[Saved entries]
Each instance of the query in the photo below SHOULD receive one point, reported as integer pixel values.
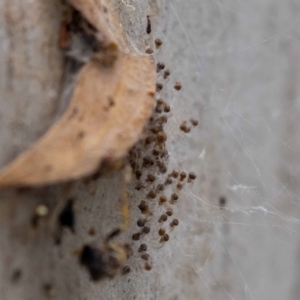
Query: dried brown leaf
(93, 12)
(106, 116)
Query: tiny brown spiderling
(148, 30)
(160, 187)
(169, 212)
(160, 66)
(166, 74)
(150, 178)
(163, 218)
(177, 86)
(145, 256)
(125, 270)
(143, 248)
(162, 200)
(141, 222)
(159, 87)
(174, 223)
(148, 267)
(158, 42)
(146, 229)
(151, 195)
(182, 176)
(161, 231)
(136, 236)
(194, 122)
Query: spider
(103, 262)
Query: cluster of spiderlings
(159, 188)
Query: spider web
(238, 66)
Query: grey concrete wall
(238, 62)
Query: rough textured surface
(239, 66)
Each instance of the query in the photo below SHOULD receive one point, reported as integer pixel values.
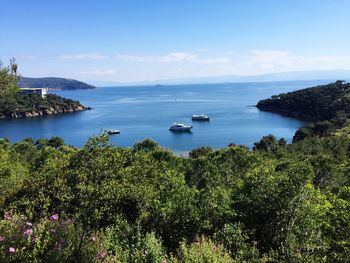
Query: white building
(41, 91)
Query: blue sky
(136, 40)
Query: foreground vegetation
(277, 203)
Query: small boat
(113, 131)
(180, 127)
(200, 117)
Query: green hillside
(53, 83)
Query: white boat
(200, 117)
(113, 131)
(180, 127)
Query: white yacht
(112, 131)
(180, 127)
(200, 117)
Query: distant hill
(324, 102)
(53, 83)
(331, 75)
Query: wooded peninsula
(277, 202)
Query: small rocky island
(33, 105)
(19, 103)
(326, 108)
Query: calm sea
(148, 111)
---
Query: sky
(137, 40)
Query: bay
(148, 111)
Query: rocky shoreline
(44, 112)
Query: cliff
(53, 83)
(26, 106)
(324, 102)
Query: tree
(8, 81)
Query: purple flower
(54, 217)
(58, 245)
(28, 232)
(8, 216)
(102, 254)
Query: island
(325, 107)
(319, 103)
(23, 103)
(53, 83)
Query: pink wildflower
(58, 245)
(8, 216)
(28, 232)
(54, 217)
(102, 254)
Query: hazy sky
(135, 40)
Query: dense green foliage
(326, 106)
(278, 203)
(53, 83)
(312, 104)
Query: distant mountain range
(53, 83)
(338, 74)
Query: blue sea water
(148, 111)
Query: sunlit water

> EXERCISE AIM:
Looking at the data above, return every line from the one with "Query: hazy sky" down to the one with "Query: sunlit water", exactly and inclusively.

> SOLUTION TO THIS PROBLEM:
Query: hazy sky
(135, 40)
Query: dense green foliage
(326, 106)
(278, 203)
(53, 83)
(312, 104)
Query: distant mountain range
(53, 83)
(338, 74)
Query: blue sea water
(148, 111)
Query: sunlit water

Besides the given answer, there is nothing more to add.